— START OF Document section —

Archive for July, 2013

My Way Is Best: Learn, Listen, Join

July 29, 2013

By Dan Crain

ATLANTA – When I interned with Focused Community Strategies (FCS Urban Ministries) five years ago, I remember going to the local YMCA to play ball, and I realized I was the only light-skinned person in the gym.  I loved it.

Today, in our community in South Atlanta, my family is, without exception, the minority.

I grew up accustomed to being on top. I have learned this is  “white privilege, from my brothers and sisters of color:  When someone with a whiter complexion shows up to a meeting, it typically means the whiter person takes charge.

So how does this work for this particular white male and his family, who recently moved into a predominantly African American neighborhood?

I have asked my indigenous neighbors in South Atlanta this question. Their responses have been refreshing and enlightening.

Some of our neighbors, particularly those grew up in the community, say, “There goes the neighborhood” when white people move in. Others are excited and are thrilled when white people move in. They welcome the arrival as an injection of new life.

People ask me how I respond. I reply, “I learn, listen and join.”

When you pursue inter-cultural relationships, you must be eager to learn, to glean life experiences from the people who have lived in the community before you. When you learn, you are humbled. Upon asking one African American leader in our community what leaders of color seek, she replied with one word: respect. When you are willing to learn, you communicate respect to those who have gone before you.

It is equally important to listen. When you listen, you communicate (show) that you don’t know what’s best. Listening means you are not there to force your dominant culture on others. Listening means you are authentic. My friends in our neighborhood can immediately spot who is authentic and who is not. They know who is there to “help,” who is there in friendship. You see, my friends hate being “helped.” If someone is there only to help, this person insults and demeans my neighbors.

— END OF Document section —
— START OF Recorded data —

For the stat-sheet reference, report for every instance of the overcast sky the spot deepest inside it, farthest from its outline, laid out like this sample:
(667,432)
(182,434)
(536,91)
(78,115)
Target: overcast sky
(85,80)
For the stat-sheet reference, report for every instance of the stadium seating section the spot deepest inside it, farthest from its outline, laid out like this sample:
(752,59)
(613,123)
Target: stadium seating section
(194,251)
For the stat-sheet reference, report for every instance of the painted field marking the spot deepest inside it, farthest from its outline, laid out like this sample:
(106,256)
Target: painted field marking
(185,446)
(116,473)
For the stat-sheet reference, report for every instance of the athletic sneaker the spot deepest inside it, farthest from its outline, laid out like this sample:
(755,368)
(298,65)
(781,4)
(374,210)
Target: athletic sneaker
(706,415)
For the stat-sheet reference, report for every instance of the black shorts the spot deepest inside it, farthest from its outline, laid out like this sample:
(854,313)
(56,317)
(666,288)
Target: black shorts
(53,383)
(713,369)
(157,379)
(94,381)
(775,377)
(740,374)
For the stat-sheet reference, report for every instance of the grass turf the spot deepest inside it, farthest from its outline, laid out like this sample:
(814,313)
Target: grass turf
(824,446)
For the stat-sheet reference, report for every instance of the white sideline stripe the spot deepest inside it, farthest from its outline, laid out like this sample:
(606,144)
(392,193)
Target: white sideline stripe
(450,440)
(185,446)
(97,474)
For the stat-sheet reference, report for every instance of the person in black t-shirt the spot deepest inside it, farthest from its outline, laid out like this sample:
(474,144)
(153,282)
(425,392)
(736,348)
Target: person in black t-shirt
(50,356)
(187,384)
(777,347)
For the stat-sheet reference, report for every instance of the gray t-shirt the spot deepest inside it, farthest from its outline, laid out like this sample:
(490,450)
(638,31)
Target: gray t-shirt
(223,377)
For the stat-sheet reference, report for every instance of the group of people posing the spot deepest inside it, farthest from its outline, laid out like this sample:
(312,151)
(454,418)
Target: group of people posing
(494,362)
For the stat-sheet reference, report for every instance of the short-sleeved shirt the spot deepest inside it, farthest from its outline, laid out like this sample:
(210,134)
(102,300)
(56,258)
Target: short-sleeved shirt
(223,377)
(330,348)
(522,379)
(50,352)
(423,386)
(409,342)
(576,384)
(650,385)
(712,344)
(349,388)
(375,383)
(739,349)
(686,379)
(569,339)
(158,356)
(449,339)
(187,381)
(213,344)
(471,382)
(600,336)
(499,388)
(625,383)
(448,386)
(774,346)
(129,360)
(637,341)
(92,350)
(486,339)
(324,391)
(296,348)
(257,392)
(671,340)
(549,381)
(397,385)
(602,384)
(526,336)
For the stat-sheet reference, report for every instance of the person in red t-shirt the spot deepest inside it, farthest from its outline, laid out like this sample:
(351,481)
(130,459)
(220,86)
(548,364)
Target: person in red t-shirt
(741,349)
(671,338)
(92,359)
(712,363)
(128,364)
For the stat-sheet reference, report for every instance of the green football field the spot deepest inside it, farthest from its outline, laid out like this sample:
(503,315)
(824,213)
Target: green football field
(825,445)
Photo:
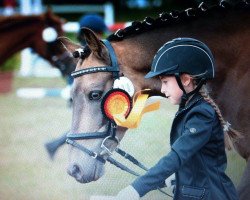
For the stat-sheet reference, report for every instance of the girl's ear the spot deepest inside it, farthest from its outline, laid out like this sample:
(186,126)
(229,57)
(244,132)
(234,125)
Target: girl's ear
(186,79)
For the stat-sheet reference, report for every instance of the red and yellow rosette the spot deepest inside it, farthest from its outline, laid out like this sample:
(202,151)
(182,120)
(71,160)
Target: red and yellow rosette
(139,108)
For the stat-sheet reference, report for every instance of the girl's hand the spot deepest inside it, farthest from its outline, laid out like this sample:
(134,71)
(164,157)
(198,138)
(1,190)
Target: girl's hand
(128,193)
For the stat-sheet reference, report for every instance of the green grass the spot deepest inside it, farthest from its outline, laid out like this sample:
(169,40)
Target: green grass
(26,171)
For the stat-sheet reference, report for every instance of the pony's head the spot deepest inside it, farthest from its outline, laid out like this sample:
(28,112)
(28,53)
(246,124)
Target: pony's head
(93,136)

— END OF Recorded data —
— START OF Recorded data —

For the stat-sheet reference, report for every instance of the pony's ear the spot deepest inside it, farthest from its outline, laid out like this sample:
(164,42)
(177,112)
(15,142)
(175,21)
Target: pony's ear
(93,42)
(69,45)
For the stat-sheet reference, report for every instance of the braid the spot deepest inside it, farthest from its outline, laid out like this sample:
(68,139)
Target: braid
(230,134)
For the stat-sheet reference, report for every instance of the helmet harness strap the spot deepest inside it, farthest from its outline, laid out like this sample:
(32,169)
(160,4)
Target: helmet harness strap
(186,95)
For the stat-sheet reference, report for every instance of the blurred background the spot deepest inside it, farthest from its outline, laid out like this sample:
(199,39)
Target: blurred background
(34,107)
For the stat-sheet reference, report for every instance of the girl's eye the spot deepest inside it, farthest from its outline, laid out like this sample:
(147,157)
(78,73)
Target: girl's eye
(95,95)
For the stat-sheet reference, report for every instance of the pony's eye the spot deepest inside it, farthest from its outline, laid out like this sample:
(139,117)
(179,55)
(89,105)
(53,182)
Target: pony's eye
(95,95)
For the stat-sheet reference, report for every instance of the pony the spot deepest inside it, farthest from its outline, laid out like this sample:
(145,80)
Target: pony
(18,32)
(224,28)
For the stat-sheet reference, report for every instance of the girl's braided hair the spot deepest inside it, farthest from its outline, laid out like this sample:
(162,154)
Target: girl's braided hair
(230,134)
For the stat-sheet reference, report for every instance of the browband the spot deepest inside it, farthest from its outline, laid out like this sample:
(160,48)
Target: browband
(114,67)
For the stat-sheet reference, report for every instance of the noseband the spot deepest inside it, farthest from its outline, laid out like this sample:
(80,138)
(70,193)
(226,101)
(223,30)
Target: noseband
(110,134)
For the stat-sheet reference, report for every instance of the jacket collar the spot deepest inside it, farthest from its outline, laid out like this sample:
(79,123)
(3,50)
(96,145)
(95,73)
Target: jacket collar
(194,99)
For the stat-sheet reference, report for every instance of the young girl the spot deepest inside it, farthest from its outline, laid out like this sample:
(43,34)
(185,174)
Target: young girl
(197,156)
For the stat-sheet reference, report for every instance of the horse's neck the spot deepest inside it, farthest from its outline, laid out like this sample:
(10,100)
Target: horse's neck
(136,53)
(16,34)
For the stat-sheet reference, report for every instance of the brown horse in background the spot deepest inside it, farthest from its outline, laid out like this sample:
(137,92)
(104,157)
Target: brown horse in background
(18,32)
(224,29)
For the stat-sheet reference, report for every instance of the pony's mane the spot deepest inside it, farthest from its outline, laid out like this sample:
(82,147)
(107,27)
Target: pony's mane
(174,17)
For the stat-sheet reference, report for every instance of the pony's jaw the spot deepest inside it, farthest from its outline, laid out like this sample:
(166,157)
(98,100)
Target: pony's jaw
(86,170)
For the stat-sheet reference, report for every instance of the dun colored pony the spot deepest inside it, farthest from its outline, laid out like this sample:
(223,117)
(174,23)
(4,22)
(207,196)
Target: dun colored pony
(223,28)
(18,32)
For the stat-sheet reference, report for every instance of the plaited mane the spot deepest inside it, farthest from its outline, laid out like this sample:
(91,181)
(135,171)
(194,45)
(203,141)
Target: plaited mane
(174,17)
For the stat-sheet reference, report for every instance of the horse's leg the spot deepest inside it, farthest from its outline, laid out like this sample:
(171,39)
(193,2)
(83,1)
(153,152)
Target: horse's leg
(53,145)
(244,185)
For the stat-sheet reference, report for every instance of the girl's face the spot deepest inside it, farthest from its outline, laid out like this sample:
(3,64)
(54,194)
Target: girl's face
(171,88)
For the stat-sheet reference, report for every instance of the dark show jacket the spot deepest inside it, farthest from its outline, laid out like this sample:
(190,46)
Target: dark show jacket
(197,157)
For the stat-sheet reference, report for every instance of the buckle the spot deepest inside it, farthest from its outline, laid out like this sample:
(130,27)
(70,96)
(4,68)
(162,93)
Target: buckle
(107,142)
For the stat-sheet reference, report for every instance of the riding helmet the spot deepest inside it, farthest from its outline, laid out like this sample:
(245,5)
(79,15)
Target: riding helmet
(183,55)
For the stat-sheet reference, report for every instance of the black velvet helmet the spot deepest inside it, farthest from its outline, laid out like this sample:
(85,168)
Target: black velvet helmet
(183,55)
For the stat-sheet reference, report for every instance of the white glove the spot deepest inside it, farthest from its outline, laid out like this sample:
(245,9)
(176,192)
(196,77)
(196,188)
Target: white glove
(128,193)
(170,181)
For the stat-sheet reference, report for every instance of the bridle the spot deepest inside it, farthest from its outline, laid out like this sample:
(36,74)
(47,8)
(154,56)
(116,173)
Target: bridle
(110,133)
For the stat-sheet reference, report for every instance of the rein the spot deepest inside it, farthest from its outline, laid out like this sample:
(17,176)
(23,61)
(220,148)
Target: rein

— END OF Recorded data —
— START OF Recorded data —

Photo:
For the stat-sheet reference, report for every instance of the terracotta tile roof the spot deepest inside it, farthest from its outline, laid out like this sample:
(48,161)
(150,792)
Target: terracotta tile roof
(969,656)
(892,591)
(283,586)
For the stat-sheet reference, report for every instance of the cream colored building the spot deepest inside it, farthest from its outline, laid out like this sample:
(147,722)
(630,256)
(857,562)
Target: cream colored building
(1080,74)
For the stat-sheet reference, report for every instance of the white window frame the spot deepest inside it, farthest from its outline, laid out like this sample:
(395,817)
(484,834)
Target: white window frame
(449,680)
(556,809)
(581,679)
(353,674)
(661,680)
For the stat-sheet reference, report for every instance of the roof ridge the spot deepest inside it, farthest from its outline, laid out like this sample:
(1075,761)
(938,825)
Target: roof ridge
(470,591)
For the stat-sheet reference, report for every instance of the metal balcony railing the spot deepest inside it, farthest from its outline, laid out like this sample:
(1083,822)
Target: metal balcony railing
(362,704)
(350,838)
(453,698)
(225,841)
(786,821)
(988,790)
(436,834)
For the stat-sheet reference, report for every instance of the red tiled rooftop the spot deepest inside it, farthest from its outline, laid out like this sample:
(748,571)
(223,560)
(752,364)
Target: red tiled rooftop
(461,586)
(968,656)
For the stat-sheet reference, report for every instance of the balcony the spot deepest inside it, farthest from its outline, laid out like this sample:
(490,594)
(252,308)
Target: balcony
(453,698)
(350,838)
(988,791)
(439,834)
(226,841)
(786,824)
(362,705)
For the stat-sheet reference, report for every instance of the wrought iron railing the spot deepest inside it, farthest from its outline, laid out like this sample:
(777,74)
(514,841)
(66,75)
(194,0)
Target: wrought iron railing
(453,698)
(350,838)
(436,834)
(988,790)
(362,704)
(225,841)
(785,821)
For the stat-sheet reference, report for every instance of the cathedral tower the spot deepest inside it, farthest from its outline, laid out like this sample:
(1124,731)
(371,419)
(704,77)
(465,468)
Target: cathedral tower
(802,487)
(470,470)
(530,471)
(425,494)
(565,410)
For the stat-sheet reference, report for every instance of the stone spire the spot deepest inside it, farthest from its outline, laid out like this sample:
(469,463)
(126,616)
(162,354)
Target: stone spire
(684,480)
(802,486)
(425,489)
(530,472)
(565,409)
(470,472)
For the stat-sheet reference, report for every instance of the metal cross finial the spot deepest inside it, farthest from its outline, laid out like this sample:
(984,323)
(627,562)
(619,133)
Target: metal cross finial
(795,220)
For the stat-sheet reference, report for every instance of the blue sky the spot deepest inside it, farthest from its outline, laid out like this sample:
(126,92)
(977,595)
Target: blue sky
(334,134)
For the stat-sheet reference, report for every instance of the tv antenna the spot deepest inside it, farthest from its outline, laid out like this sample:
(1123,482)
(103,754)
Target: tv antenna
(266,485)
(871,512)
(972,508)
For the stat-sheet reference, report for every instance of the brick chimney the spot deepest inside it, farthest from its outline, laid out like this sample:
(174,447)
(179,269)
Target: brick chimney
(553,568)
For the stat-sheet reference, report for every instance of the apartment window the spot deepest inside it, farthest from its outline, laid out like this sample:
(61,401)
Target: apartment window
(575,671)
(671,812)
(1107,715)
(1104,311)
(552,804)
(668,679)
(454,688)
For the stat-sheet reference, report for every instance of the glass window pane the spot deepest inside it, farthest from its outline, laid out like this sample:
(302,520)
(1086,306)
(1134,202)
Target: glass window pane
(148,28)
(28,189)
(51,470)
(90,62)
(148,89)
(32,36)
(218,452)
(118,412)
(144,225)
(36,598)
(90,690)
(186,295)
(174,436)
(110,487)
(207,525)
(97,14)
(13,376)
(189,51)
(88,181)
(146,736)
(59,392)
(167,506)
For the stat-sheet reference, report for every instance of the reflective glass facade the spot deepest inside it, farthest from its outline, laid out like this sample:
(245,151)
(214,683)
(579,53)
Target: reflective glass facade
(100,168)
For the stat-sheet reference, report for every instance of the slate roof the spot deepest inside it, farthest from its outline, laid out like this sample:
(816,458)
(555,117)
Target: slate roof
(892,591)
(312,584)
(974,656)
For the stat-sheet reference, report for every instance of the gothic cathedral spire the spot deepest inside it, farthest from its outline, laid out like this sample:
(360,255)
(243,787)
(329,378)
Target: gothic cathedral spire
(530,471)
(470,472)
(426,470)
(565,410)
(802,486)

— END OF Recorded data —

- _Task list_
**A)** Find every line in the listing that contains the word "glove" and copy each of those lines.
**B)** Extend the essay about learning, listening, and joining in South Atlanta, starting right after its last sentence.

- _Answers given_
**A)**
For the stat-sheet reference, report for every instance of the white glove the spot deepest inside it, farthest from its outline, laid out like this sample:
Target: white glove

**B)**
Finally, living inter-culturally is a commitment to God, to join in His restoration of that specific place. It is important to ask: What aspects of my dominant culture does God ask me to give up in order to live authentically in this new culture?  This is profound, as there is not a day when I am not aware that I come from a dominant culture.

When I experience resistance from my new neighbors, I remember that their trepidation has nothing to do with who I am as a person. Instead, it has everything to do with the cultural baggage I could carry from the dominant culture. As one African American friend, who just got his PhD, reminded me, “We are one generation away from segregation and Jim Crow laws.”

So I listen, and I listen closely. Listening means that I may be wrong.

And when people are hesitant toward me as a white person who wants to be a friend, I learn patience. I slow down until they invite me in. But I never stop moving. Jesus always moved first. As reconcilers of the Gospel, we are called to move first, too, and to keep moving until genuine relationships unfold.

Dan Crain and his family in Atlanta.

Dan Crain and his family in Atlanta.

Dan Crain is a liaison/trainer for Polis Institute. He and his wife Adrienne and their family live in South Atlanta. He can be reached at dan@polisinstitute.org.

Consider signing up for Dignity Serves, a six-week course that helps you rethink the way we serve others in our community. It teaches you to see problems differently and respond in a way that empowers those you serve rather than just meeting their immediate needs.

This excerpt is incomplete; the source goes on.